* [TASK LIST]
1: According to the article on Section 111 civil money penalties, what initial and maximum error tolerance threshold does the proposed rule set?
2: Write the next part of the article on Section 111 civil money penalties, picking up after its final sentence.

* [TEXT EXCERPT]
########

CMP Avoidance: Part 1 – Quarterly Files and Threshold Errors
For anyone who has lost track of the date during these challenging times, today is Friday, July 31st. We are now three full months past the submission cutoff for comments on the proposed rule for Civil Money Penalties for Section 111 reporting. We do not know when CMS will make the next move, or what the next move might be. It took six years for CMS to go from the advanced notice of proposed rulemaking comment period closure on February 10, 2014 to starting the comment period on the proposed rule on February 18, 2020. CMS may move swiftly, although history suggests that may not be likely. We also have to consider that a final rule may not be the next step, and that given the number of submissions and lack of detail in the proposed rule, that there may be another round of comments solicited with CMS revising the proposed rule.
However long the wait is until the next move by CMS, now is the time to act. One of the areas identified in the proposed rule where CMS believes money penalties could be assessed involves a scenario where four out of eight quarterly file submission trigger the twenty percent error threshold. Here is an excerpt from the proposed rule for this area of penalization:
“If a GHP or NGHP entity has reported, and exceeds any error tolerance(s) threshold established by the Secretary in any 4 out of 8 consecutive reporting periods. We propose that the initial and maximum error tolerance threshold would be 20 percent (representing errors that prevent 20 percent or more of the beneficiary records from being processed), with any reduction in that tolerance to be published for notice and comment in advance of implementation. We intend for this tolerance to be applied as an absolute percentage of the records submitted in a given reporting cycle; we welcome feedback on this proposed methodology and threshold. The errors that would be used to determine whether the error tolerance is met must also be defined in advance of implementation of the final rule; we are only considering those significant errors which prevent a file or individual beneficiary record from processing. These errors are defined in the Section 111 User Guides, but we welcome the public’s feedback. We would maintain the current notification process in place where RREs receive notice via response file and direct outreach (email and, in more serious cases, telephone call) when there are errors with their file submissions.”

########

Records from a dataset:
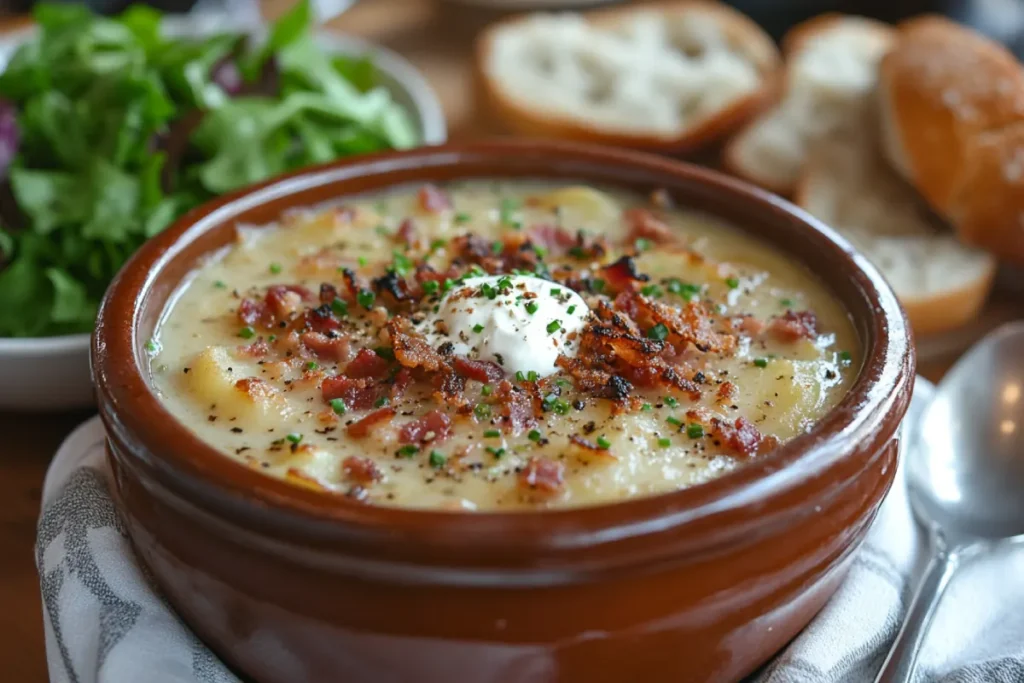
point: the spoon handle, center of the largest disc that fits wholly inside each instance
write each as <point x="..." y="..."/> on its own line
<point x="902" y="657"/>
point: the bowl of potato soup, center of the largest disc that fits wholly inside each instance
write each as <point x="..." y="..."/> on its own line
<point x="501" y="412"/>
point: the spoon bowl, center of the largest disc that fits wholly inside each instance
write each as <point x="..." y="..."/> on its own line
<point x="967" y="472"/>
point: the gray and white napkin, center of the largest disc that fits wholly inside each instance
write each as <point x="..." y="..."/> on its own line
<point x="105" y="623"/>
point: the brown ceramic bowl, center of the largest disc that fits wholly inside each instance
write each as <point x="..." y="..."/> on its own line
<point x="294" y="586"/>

########

* [ANSWERS TO THE PROBLEMS]
1: 20 percent

2:
Let us backup for a moment and look at the past 10 years of history in reporting claims. CMS has file handling rules in place that will halt a file from being processed if they detect that twenty percent or more of the claim records are incomplete or in error of validation rules. Those errors are detected in a staging process so once that threshold is hit processing is stopped and the BCRC contacts the RRE to let them know of the issue. E-mails are also generated that go to the Account Manager registered for that RRE ID.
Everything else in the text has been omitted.